▸ **Dataset excerpts**
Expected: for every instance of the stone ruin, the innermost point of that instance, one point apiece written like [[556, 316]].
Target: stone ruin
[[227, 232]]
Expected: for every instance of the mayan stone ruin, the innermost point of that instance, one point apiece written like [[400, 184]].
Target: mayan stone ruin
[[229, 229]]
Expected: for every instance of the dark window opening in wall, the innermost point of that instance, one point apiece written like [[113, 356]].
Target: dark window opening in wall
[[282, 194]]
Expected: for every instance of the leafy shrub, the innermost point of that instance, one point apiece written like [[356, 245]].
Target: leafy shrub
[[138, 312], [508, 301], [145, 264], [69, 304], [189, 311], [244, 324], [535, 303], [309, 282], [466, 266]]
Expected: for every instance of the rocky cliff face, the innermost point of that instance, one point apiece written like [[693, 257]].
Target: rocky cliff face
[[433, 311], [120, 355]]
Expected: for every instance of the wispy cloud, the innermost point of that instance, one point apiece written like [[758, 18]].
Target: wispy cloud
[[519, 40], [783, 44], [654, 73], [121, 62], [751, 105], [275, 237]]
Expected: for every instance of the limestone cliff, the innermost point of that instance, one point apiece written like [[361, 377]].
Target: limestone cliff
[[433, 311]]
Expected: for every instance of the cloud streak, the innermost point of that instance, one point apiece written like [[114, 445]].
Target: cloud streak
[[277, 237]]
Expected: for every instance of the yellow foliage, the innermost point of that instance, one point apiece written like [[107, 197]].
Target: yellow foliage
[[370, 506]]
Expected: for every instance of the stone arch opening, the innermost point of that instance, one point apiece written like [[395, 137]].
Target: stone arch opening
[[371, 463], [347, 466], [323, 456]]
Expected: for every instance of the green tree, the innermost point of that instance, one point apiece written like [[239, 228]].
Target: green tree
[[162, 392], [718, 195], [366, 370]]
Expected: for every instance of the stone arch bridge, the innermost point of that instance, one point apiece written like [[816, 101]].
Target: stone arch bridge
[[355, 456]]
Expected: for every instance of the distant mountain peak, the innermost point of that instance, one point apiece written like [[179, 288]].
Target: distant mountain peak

▸ **Exercise directions**
Convert the items above, from the line containing "Expected: for every instance of the distant" through the end of the items, into a Markdown table with two columns, Row and Text. Give one numbered row per line, and leave out blank lines.

▸ **Output of the task**
| Row | Text |
|---|---|
| 1 | Expected: for every instance of the distant mountain peak, the innermost point of that instance, one point apiece written like [[179, 288]]. |
| 2 | Target: distant mountain peak |